__EXERCISE 1__. Translate this sentence from the woodpecker nestbox text into Spanish: "A nestbox positioned high in a tree is preferred by Red-headed Woodpeckers."
__EXERCISE 2__. In the woodpecker nestbox text, begin at the words "We understand that" and stop after "the Visitor’s Centre.", copying that part with "HSP" renamed "park".
__EXERCISE 3__. According to the woodpecker nestbox text, where can park guests get the educational materials for free?

__PASSAGE__.

+ + + +

In open areas where burns are not feasible, combining invasive vegetation removal with the deployment of artificial nestboxes for Red-headed Woodpecker may provide nesting habitat where snags cannot be created. We’re interested to see whether the nestboxes will be used by Red-headed woodpeckers and which style of nestbox they may prefer.

Three different styles of nestbox are being tested, which will be successful? (left – unaltered log; middle – initial cavity entrance bored out; right – hole and cavity fully excavated).


A nestbox deployment photo series: Top left, a rope is thrown over a natural crotch near the top of a tree. Top right, the thrown rope is attached to a pulley that is pulled up to the top of the tree. This line is tied off to another tree to maintain the height of the pulley. Centre left, additional rigging is attached for the nestbox and the pull rope. The pull rope is attached to a tree out of frame with a climbing grigri permitting the rope to move in only one direction. Centre right, rigging is lifted into position on the tree. When the pull rope passes through the grigri (out of frame) the nestbox is lifted off the ground and into the tree. Bottom left, the lifted nestbox is positioned on the tree with an extra guiding line and telescoping poles (out of frame). A guide line is attached to the cable that secures the nestbox to the tree which allows for the cable to be pulled tight from the ground. Bottom right, the ropes and pulleys are removed and the nestbox is ready to accommodate arriving Red-Headed Woodpeckers.


A nestbox positioned high in a tree is preferred by Red-headed Woodpeckers. We are hopeful that these nestboxes will accommodate woodpecker breeding in places where burns aren’t feasible.



We understand that the work conducted within the park is only one part in creating adequate spaces for these species. It will take the work of many other individuals and groups beyond the park’s boundaries to make a real impact.

To that end, the HSP has created some educational materials for distribution designed to highlight the threats these species face and what actions would benefit their recovery. These materials are freely available to park guests at the Visitor’s Centre.

Park naturalists also provide educational programming and talks throughout the summer that focus on protecting species at risk. We also provide additional outreach at special events in the park and the surrounding community.

+ + + +

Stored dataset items

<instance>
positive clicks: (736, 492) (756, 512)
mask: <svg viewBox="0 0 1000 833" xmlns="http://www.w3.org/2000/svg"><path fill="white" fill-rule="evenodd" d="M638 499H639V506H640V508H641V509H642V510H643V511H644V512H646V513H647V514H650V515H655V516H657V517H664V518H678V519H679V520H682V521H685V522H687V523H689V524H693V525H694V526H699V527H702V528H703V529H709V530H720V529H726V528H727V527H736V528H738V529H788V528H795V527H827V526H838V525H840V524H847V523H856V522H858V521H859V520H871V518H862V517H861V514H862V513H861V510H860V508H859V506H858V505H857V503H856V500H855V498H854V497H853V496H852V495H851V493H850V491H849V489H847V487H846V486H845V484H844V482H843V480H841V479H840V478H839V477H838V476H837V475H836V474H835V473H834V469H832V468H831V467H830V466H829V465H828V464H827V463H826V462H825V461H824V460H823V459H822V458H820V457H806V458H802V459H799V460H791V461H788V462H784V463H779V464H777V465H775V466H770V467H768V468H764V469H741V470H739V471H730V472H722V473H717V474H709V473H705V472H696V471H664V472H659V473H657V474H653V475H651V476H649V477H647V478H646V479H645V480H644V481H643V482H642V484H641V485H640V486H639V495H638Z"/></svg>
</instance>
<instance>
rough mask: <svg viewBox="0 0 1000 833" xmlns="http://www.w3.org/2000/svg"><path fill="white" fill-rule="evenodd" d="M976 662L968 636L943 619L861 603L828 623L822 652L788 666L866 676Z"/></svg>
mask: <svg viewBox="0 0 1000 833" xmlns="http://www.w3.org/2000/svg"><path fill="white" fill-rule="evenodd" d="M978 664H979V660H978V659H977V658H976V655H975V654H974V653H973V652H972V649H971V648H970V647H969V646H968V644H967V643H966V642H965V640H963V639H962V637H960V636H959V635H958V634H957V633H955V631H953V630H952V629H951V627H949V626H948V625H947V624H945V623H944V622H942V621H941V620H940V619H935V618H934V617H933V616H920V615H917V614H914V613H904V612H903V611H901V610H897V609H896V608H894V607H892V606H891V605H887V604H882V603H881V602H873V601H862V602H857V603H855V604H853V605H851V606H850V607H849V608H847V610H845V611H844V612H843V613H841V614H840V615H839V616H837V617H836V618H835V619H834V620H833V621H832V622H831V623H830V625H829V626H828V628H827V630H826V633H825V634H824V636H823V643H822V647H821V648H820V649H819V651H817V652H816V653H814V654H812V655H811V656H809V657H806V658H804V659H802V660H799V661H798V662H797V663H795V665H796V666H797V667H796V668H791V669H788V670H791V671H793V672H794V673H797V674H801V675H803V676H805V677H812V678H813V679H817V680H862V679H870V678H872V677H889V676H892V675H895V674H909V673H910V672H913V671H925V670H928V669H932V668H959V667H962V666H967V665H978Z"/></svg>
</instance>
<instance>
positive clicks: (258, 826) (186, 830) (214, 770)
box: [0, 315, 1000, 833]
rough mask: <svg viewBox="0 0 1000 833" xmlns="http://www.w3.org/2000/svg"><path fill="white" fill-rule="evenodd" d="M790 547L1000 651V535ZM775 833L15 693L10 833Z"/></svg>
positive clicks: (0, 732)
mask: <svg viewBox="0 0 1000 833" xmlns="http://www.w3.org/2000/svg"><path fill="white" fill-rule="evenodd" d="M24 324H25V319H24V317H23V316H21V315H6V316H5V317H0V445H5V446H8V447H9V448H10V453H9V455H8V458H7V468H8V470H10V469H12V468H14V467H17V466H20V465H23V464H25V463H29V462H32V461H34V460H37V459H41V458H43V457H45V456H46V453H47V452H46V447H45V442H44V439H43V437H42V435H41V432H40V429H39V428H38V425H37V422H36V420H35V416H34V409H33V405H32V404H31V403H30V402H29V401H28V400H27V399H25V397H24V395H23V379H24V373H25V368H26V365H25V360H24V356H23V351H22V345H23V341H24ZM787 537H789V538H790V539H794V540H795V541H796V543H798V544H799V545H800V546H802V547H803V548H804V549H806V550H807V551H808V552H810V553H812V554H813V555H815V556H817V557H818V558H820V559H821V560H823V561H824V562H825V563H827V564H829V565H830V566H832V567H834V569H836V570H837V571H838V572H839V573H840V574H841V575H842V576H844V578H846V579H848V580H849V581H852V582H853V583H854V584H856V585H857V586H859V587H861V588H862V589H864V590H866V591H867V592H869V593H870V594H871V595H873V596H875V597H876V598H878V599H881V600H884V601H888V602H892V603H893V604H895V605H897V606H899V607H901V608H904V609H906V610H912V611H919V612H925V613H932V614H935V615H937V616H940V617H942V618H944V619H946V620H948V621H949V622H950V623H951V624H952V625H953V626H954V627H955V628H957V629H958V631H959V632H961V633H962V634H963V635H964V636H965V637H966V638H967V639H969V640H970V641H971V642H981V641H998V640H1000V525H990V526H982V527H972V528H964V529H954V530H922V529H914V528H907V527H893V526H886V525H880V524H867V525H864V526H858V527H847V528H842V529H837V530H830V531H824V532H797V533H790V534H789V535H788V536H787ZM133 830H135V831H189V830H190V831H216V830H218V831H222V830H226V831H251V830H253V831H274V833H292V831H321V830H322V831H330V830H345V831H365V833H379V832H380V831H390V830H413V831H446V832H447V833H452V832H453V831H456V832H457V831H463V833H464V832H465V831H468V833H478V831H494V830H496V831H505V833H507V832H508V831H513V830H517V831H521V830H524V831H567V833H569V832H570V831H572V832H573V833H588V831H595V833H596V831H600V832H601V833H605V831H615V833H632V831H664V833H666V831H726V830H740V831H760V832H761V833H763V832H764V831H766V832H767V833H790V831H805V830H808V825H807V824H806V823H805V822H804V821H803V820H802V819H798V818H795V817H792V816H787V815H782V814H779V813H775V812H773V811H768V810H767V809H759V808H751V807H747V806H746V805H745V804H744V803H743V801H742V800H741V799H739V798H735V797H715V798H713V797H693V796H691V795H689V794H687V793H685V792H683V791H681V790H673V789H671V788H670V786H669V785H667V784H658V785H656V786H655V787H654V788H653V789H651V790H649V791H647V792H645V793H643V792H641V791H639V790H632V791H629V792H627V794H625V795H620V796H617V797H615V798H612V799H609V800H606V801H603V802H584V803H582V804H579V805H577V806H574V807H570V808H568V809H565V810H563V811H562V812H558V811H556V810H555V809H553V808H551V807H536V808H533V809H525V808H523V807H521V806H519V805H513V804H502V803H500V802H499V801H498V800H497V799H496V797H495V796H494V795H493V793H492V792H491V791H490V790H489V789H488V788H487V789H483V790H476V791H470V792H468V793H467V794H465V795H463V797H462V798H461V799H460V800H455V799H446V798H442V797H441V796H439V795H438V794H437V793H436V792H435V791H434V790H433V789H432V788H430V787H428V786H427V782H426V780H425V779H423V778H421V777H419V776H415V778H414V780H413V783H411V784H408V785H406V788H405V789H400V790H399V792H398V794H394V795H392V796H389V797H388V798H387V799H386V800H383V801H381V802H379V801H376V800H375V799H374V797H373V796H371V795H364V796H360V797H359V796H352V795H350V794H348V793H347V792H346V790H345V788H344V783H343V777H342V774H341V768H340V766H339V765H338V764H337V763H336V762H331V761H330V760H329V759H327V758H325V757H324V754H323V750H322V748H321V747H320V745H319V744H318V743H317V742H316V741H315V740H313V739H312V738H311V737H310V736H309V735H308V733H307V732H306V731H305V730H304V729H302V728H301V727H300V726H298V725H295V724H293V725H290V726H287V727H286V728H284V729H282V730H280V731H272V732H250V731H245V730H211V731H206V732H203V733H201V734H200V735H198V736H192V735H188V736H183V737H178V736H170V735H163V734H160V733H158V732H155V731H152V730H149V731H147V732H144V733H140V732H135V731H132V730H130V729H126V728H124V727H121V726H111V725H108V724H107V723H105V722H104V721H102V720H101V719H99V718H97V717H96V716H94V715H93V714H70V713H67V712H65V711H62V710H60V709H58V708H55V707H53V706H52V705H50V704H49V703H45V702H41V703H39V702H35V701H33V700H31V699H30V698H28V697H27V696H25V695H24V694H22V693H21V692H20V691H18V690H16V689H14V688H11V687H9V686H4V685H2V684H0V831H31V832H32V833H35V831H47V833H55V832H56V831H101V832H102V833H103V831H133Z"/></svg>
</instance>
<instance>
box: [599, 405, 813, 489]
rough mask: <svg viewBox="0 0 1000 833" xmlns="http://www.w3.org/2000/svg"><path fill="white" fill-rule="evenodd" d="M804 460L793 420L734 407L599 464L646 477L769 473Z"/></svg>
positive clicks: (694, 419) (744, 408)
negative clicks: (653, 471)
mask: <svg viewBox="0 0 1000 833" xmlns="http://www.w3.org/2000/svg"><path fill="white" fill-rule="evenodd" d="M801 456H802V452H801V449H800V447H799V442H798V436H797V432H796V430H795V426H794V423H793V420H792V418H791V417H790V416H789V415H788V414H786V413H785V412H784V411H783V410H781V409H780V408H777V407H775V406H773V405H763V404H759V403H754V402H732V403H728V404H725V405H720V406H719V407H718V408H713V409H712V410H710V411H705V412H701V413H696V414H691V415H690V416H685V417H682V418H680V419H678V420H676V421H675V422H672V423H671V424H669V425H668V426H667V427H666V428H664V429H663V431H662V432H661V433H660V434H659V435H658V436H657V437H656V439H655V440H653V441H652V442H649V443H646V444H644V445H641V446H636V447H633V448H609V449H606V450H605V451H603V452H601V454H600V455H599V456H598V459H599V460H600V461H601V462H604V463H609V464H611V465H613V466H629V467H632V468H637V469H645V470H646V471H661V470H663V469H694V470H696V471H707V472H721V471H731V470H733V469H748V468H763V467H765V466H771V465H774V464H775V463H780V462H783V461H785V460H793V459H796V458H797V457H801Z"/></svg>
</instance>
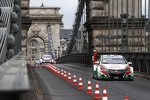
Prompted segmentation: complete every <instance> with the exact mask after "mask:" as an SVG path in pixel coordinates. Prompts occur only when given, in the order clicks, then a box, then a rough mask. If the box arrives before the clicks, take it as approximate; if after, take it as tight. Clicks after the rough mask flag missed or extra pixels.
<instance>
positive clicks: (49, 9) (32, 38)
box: [27, 4, 63, 62]
mask: <svg viewBox="0 0 150 100" xmlns="http://www.w3.org/2000/svg"><path fill="white" fill-rule="evenodd" d="M59 10H60V8H58V7H44V5H43V4H42V5H41V7H30V8H29V18H30V19H31V26H30V28H29V30H28V34H27V57H28V61H30V62H32V61H35V60H37V59H39V58H41V56H42V55H43V54H52V55H53V56H55V57H56V56H57V51H58V47H60V40H59V39H60V38H59V29H60V27H61V26H62V25H63V24H62V17H63V15H61V14H60V13H59Z"/></svg>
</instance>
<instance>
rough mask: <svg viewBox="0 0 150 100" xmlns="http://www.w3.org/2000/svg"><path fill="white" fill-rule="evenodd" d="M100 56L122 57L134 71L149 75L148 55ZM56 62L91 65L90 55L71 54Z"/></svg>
mask: <svg viewBox="0 0 150 100" xmlns="http://www.w3.org/2000/svg"><path fill="white" fill-rule="evenodd" d="M100 54H119V55H123V56H124V57H125V58H126V59H127V60H128V61H131V62H132V66H133V67H134V70H135V71H138V72H142V73H146V74H150V53H147V52H145V53H143V52H142V53H132V52H131V53H130V52H116V53H114V52H113V53H111V52H109V53H100ZM100 54H98V55H100ZM56 62H57V63H82V64H88V65H92V55H89V54H87V53H81V54H71V55H67V56H63V57H61V58H58V59H57V60H56Z"/></svg>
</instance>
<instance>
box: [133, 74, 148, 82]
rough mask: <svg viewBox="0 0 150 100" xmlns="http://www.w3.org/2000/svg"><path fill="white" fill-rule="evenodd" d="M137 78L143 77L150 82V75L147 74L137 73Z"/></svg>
mask: <svg viewBox="0 0 150 100" xmlns="http://www.w3.org/2000/svg"><path fill="white" fill-rule="evenodd" d="M134 76H135V77H141V78H144V79H147V80H150V75H149V74H145V73H140V72H135V75H134Z"/></svg>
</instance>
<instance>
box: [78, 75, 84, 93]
mask: <svg viewBox="0 0 150 100" xmlns="http://www.w3.org/2000/svg"><path fill="white" fill-rule="evenodd" d="M78 90H83V83H82V78H81V77H80V78H79V83H78Z"/></svg>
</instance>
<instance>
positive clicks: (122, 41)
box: [120, 14, 129, 51]
mask: <svg viewBox="0 0 150 100" xmlns="http://www.w3.org/2000/svg"><path fill="white" fill-rule="evenodd" d="M120 16H121V18H122V27H123V29H122V50H123V51H127V50H128V16H129V14H120Z"/></svg>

+ + + +

__YOUR RESPONSE 1__. Los carpinteros de cabeza roja prefieren una caja nido colocada en lo alto de un árbol.

__YOUR RESPONSE 2__.
We understand that the work conducted within the park is only one part in creating adequate spaces for these species. It will take the work of many other individuals and groups beyond the park’s boundaries to make a real impact.

To that end, the park has created some educational materials for distribution designed to highlight the threats these species face and what actions would benefit their recovery. These materials are freely available to park guests at the Visitor’s Centre.

__YOUR RESPONSE 3__. At the Visitor’s Centre.